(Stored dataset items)
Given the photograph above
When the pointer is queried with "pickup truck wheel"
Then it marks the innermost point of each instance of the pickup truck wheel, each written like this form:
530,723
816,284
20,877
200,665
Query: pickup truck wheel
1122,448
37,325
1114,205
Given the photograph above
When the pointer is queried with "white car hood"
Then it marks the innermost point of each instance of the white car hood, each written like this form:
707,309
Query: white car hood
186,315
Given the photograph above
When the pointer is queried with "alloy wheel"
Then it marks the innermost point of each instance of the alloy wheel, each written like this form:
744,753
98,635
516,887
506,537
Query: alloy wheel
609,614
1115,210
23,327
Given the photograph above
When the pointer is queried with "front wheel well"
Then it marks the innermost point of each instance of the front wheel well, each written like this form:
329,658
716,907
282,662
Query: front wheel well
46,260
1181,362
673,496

**Challenge**
Type the whole listing again, unaltered.

**Exercise answer**
Given the photograph above
When the pointer is queried with "pickup truck wheel"
Then it marks the innermost point of each instance of the pickup truck wheel, each written like this form:
530,723
816,284
20,877
200,665
Query: pickup truck wheel
1122,448
37,325
1114,205
Given the photograph above
When the pointer is queried with "white car hood"
Then it marks the innermost point of each instance of the white car hood, each written like this form:
707,309
Query: white car hood
186,315
Given the photograph above
When the pointer is queried with "alloy wheel"
Then it marks the innermost point of each instance of the alloy wheel, each written like this form:
744,753
98,635
516,887
506,537
Query: alloy wheel
609,614
1115,210
23,327
Given the photograph above
When the pointer is queried with "front wheel well"
Then it marks the innermost point of each instance of the front wheel well, each written like this form:
329,658
716,907
282,662
Query: front wheel well
46,260
1181,362
673,496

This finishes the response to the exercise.